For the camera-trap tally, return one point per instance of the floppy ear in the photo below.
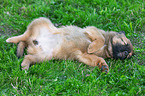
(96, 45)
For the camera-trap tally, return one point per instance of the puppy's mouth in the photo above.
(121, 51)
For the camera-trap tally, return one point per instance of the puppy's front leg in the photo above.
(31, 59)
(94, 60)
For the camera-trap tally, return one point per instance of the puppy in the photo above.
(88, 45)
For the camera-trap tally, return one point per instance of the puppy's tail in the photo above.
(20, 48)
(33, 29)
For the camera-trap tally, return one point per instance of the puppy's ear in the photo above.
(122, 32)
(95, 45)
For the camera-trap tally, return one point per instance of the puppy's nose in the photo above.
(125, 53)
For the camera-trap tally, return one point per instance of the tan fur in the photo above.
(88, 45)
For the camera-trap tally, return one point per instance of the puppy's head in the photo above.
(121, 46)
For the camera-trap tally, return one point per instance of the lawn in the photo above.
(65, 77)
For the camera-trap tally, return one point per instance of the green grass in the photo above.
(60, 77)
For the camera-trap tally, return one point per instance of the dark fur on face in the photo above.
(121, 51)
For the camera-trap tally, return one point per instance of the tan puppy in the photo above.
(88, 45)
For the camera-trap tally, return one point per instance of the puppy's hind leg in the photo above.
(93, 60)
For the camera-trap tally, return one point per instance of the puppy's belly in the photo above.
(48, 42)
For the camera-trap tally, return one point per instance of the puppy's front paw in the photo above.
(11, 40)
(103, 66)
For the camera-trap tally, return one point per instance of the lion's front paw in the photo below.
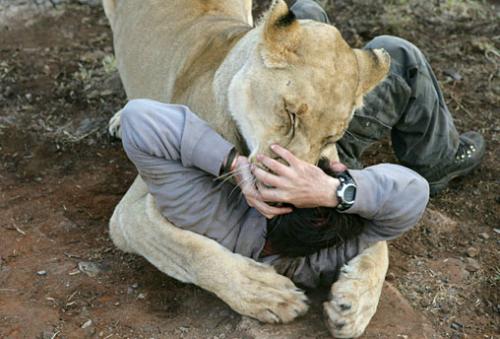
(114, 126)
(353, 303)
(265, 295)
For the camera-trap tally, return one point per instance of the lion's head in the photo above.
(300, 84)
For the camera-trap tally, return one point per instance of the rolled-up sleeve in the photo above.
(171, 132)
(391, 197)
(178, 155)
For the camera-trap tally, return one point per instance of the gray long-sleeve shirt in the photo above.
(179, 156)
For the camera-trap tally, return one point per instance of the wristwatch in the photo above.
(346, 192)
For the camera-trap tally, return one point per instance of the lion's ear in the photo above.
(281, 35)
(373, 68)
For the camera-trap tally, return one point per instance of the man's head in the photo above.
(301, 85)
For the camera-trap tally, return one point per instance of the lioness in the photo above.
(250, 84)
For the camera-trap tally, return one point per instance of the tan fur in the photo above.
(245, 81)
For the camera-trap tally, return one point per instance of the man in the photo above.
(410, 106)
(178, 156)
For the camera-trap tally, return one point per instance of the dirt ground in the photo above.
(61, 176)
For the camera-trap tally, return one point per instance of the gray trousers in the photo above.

--

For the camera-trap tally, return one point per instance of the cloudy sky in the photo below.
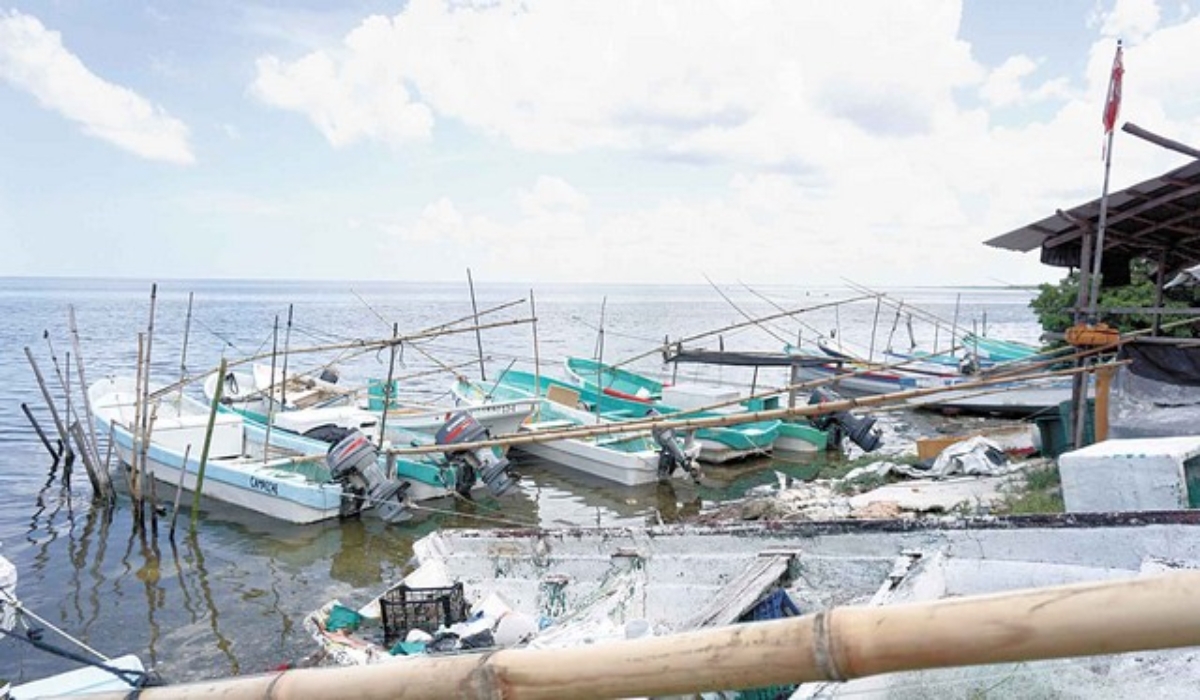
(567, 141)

**Required task**
Format the entries as a JSON list of strings, one string per line and no blank lines. Start with the line that contains "lioness in the photo above." and end with the line that contains "trousers in the photo above.", including both.

**Written answer**
[
  "For the camera-trap tally, return one point per instance of the lioness in the photo above.",
  "(250, 84)",
  "For the camera-trap tally, return one point per instance of the tan fur in the photo above.",
  "(245, 81)",
  "For the camera-trap tally, return one point per instance of the man in the photo above.",
  "(410, 106)",
  "(178, 156)",
  "For the camera-trap tally, return one point per instance of the dirt ground in the photo above.",
  "(61, 176)",
  "For the camera-trap tally, return one point per instance of the gray trousers in the photo above."
]